# Testo della pagina
17.07.2018 – Parigi, sette aprile 2018. Nell’ambito della programmazione fuori le mura del Théâtre de la Ville, la Nouvelle Salle della MC93 (maison de la culture de seine-Saint-Denis Bobigny) ha ospitato la messa in scena del maestro e pedagogo Anatoli Vassiliev.
Questa volta il geniale regista, che al Piccolo Teatro negli anni 1987-1990 ha entusiasmato il teatro italiano per aver dato nuova vita alle opere pirandelliane Sei personaggi in cerca d’autore e Questa sera si recita a soggetto, ci ha sorpreso, con consueta originalità, con Il racconto di un uomo sconosciuto.
Trattasi di adattamento di una delle più belle novelle dell’altro grande genio della drammaturgia russa Anton Čechov, per la produzione del Teatro Nazionale di Strasburgo in coproduzione con MC93, Teatro Nazionale di Bretagna, Rennes Théâtre de la Ville- Parigi e la collaborazione di Venezia Film Commission per la parte della pièce realizzata con riprese cinematografiche.

# Obiettivo a
Elenca tutti i titoli di opere citati nel testo della pagina.
Le righe non hanno alcun rapporto con il testo della pagina.

[Righe di etichettatura delle regioni]
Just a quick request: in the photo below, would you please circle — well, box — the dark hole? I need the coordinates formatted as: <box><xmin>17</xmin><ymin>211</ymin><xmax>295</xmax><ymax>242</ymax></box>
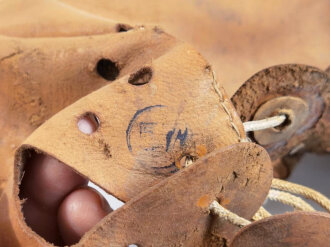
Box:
<box><xmin>77</xmin><ymin>112</ymin><xmax>100</xmax><ymax>135</ymax></box>
<box><xmin>96</xmin><ymin>58</ymin><xmax>119</xmax><ymax>81</ymax></box>
<box><xmin>117</xmin><ymin>24</ymin><xmax>133</xmax><ymax>33</ymax></box>
<box><xmin>274</xmin><ymin>114</ymin><xmax>291</xmax><ymax>131</ymax></box>
<box><xmin>128</xmin><ymin>67</ymin><xmax>152</xmax><ymax>86</ymax></box>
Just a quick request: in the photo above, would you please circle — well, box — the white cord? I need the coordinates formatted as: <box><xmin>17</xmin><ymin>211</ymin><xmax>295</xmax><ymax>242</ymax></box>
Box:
<box><xmin>243</xmin><ymin>115</ymin><xmax>286</xmax><ymax>132</ymax></box>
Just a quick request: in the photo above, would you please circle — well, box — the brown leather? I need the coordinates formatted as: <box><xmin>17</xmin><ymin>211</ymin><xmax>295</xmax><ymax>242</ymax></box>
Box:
<box><xmin>0</xmin><ymin>0</ymin><xmax>330</xmax><ymax>190</ymax></box>
<box><xmin>0</xmin><ymin>0</ymin><xmax>330</xmax><ymax>96</ymax></box>
<box><xmin>229</xmin><ymin>212</ymin><xmax>330</xmax><ymax>247</ymax></box>
<box><xmin>0</xmin><ymin>28</ymin><xmax>178</xmax><ymax>192</ymax></box>
<box><xmin>1</xmin><ymin>26</ymin><xmax>249</xmax><ymax>246</ymax></box>
<box><xmin>79</xmin><ymin>143</ymin><xmax>272</xmax><ymax>246</ymax></box>
<box><xmin>232</xmin><ymin>64</ymin><xmax>330</xmax><ymax>178</ymax></box>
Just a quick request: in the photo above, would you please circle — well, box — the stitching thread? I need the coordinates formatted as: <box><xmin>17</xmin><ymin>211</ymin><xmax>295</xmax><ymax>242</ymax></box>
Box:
<box><xmin>211</xmin><ymin>69</ymin><xmax>246</xmax><ymax>142</ymax></box>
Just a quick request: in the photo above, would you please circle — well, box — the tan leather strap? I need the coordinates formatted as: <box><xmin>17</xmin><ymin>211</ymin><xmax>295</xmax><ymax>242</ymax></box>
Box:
<box><xmin>16</xmin><ymin>38</ymin><xmax>244</xmax><ymax>201</ymax></box>
<box><xmin>0</xmin><ymin>27</ymin><xmax>178</xmax><ymax>193</ymax></box>
<box><xmin>229</xmin><ymin>212</ymin><xmax>330</xmax><ymax>247</ymax></box>
<box><xmin>78</xmin><ymin>143</ymin><xmax>272</xmax><ymax>246</ymax></box>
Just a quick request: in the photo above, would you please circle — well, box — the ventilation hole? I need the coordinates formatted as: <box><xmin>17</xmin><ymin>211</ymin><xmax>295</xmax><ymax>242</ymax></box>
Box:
<box><xmin>179</xmin><ymin>155</ymin><xmax>197</xmax><ymax>169</ymax></box>
<box><xmin>96</xmin><ymin>58</ymin><xmax>119</xmax><ymax>81</ymax></box>
<box><xmin>77</xmin><ymin>112</ymin><xmax>100</xmax><ymax>135</ymax></box>
<box><xmin>274</xmin><ymin>113</ymin><xmax>292</xmax><ymax>131</ymax></box>
<box><xmin>116</xmin><ymin>23</ymin><xmax>133</xmax><ymax>33</ymax></box>
<box><xmin>128</xmin><ymin>67</ymin><xmax>152</xmax><ymax>86</ymax></box>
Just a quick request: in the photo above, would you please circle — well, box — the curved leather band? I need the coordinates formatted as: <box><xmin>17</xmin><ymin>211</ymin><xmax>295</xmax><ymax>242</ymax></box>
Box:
<box><xmin>78</xmin><ymin>143</ymin><xmax>272</xmax><ymax>247</ymax></box>
<box><xmin>16</xmin><ymin>38</ymin><xmax>245</xmax><ymax>201</ymax></box>
<box><xmin>229</xmin><ymin>212</ymin><xmax>330</xmax><ymax>247</ymax></box>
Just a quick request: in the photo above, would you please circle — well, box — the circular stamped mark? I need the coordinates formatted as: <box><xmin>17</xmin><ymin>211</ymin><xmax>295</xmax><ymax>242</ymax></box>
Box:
<box><xmin>126</xmin><ymin>105</ymin><xmax>193</xmax><ymax>175</ymax></box>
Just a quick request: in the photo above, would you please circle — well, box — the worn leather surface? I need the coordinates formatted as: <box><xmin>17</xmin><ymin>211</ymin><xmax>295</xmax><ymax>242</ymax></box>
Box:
<box><xmin>0</xmin><ymin>0</ymin><xmax>330</xmax><ymax>243</ymax></box>
<box><xmin>232</xmin><ymin>64</ymin><xmax>330</xmax><ymax>178</ymax></box>
<box><xmin>1</xmin><ymin>28</ymin><xmax>245</xmax><ymax>246</ymax></box>
<box><xmin>0</xmin><ymin>0</ymin><xmax>330</xmax><ymax>190</ymax></box>
<box><xmin>229</xmin><ymin>212</ymin><xmax>330</xmax><ymax>247</ymax></box>
<box><xmin>0</xmin><ymin>0</ymin><xmax>330</xmax><ymax>95</ymax></box>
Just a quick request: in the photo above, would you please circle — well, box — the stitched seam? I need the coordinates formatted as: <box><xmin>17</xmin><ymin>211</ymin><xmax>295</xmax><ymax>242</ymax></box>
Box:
<box><xmin>211</xmin><ymin>70</ymin><xmax>243</xmax><ymax>142</ymax></box>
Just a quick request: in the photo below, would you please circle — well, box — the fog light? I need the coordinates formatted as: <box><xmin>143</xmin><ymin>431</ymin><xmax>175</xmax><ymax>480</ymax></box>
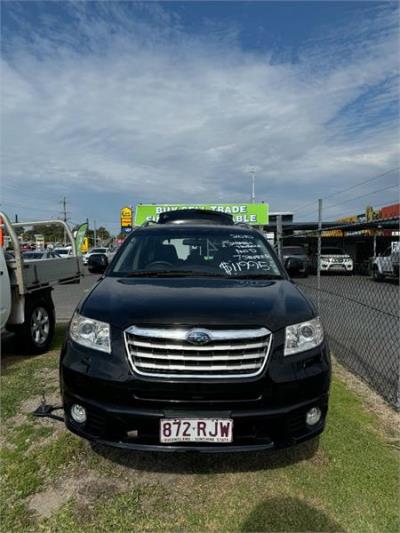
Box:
<box><xmin>306</xmin><ymin>407</ymin><xmax>322</xmax><ymax>426</ymax></box>
<box><xmin>71</xmin><ymin>403</ymin><xmax>87</xmax><ymax>424</ymax></box>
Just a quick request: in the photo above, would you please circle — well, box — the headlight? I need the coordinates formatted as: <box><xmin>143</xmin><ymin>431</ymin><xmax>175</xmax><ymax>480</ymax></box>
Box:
<box><xmin>69</xmin><ymin>313</ymin><xmax>111</xmax><ymax>353</ymax></box>
<box><xmin>284</xmin><ymin>317</ymin><xmax>324</xmax><ymax>355</ymax></box>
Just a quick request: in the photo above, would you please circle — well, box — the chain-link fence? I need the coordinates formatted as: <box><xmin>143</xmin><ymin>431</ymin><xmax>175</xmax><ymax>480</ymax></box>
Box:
<box><xmin>277</xmin><ymin>221</ymin><xmax>400</xmax><ymax>409</ymax></box>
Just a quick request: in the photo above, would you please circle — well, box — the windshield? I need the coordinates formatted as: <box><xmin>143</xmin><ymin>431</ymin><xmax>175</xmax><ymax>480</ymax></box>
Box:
<box><xmin>282</xmin><ymin>246</ymin><xmax>306</xmax><ymax>255</ymax></box>
<box><xmin>109</xmin><ymin>228</ymin><xmax>281</xmax><ymax>278</ymax></box>
<box><xmin>22</xmin><ymin>252</ymin><xmax>43</xmax><ymax>259</ymax></box>
<box><xmin>321</xmin><ymin>248</ymin><xmax>347</xmax><ymax>255</ymax></box>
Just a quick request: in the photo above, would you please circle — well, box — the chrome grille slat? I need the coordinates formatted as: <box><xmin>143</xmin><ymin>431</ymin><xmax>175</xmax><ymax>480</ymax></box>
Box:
<box><xmin>136</xmin><ymin>361</ymin><xmax>261</xmax><ymax>372</ymax></box>
<box><xmin>128</xmin><ymin>340</ymin><xmax>268</xmax><ymax>352</ymax></box>
<box><xmin>135</xmin><ymin>351</ymin><xmax>264</xmax><ymax>362</ymax></box>
<box><xmin>124</xmin><ymin>326</ymin><xmax>272</xmax><ymax>379</ymax></box>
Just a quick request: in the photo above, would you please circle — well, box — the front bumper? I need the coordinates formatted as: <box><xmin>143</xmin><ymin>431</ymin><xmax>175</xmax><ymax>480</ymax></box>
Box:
<box><xmin>64</xmin><ymin>388</ymin><xmax>328</xmax><ymax>453</ymax></box>
<box><xmin>321</xmin><ymin>263</ymin><xmax>353</xmax><ymax>274</ymax></box>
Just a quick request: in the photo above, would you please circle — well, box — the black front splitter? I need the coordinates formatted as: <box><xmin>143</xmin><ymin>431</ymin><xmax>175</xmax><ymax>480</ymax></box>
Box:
<box><xmin>66</xmin><ymin>423</ymin><xmax>325</xmax><ymax>454</ymax></box>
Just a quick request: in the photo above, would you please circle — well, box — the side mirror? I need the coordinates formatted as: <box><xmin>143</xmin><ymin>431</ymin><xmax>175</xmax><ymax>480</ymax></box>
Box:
<box><xmin>88</xmin><ymin>254</ymin><xmax>108</xmax><ymax>274</ymax></box>
<box><xmin>285</xmin><ymin>257</ymin><xmax>302</xmax><ymax>277</ymax></box>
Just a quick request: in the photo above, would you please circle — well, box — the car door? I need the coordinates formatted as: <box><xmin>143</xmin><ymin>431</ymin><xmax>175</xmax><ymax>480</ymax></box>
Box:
<box><xmin>0</xmin><ymin>249</ymin><xmax>11</xmax><ymax>329</ymax></box>
<box><xmin>382</xmin><ymin>246</ymin><xmax>392</xmax><ymax>273</ymax></box>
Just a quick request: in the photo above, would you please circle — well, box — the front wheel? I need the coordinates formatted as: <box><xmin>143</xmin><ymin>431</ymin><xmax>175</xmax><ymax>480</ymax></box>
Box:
<box><xmin>13</xmin><ymin>296</ymin><xmax>55</xmax><ymax>355</ymax></box>
<box><xmin>372</xmin><ymin>265</ymin><xmax>385</xmax><ymax>281</ymax></box>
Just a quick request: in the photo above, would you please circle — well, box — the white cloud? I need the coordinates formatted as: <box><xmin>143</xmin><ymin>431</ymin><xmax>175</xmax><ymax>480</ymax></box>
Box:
<box><xmin>2</xmin><ymin>0</ymin><xmax>398</xmax><ymax>224</ymax></box>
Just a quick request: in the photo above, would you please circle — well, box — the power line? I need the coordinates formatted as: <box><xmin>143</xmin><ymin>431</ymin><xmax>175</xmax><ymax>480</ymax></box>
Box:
<box><xmin>325</xmin><ymin>184</ymin><xmax>398</xmax><ymax>209</ymax></box>
<box><xmin>292</xmin><ymin>167</ymin><xmax>400</xmax><ymax>215</ymax></box>
<box><xmin>294</xmin><ymin>184</ymin><xmax>398</xmax><ymax>216</ymax></box>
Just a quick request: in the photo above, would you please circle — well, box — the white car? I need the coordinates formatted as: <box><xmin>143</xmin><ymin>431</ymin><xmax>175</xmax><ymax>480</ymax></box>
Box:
<box><xmin>320</xmin><ymin>247</ymin><xmax>354</xmax><ymax>274</ymax></box>
<box><xmin>83</xmin><ymin>248</ymin><xmax>109</xmax><ymax>265</ymax></box>
<box><xmin>53</xmin><ymin>246</ymin><xmax>72</xmax><ymax>257</ymax></box>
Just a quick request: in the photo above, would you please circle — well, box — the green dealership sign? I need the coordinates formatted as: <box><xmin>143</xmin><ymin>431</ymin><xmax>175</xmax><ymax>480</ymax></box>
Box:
<box><xmin>135</xmin><ymin>204</ymin><xmax>269</xmax><ymax>226</ymax></box>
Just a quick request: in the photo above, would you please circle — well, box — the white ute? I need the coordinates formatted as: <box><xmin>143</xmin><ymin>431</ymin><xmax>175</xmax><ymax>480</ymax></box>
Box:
<box><xmin>0</xmin><ymin>213</ymin><xmax>82</xmax><ymax>354</ymax></box>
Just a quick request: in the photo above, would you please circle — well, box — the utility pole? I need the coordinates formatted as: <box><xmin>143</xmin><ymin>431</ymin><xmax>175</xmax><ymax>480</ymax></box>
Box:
<box><xmin>249</xmin><ymin>168</ymin><xmax>256</xmax><ymax>204</ymax></box>
<box><xmin>61</xmin><ymin>196</ymin><xmax>67</xmax><ymax>246</ymax></box>
<box><xmin>276</xmin><ymin>215</ymin><xmax>282</xmax><ymax>261</ymax></box>
<box><xmin>317</xmin><ymin>198</ymin><xmax>322</xmax><ymax>312</ymax></box>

# Obiettivo b
Riporta in un elenco numerato le righe di etichettatura delle regioni, a partire da quella che contiene "the utility pole?" fino all'ultima, senza le righe vuote.

# Risultato corretto a
- Sei personaggi in cerca d'autore
- Questa sera si recita a soggetto
- Il racconto di un uomo sconosciuto

# Risultato corretto b
1. Just a quick request: in the photo above, would you please circle — well, box — the utility pole? I need the coordinates formatted as: <box><xmin>143</xmin><ymin>431</ymin><xmax>175</xmax><ymax>480</ymax></box>
2. Box:
3. <box><xmin>249</xmin><ymin>168</ymin><xmax>256</xmax><ymax>204</ymax></box>
4. <box><xmin>61</xmin><ymin>196</ymin><xmax>67</xmax><ymax>246</ymax></box>
5. <box><xmin>276</xmin><ymin>215</ymin><xmax>282</xmax><ymax>261</ymax></box>
6. <box><xmin>317</xmin><ymin>198</ymin><xmax>322</xmax><ymax>312</ymax></box>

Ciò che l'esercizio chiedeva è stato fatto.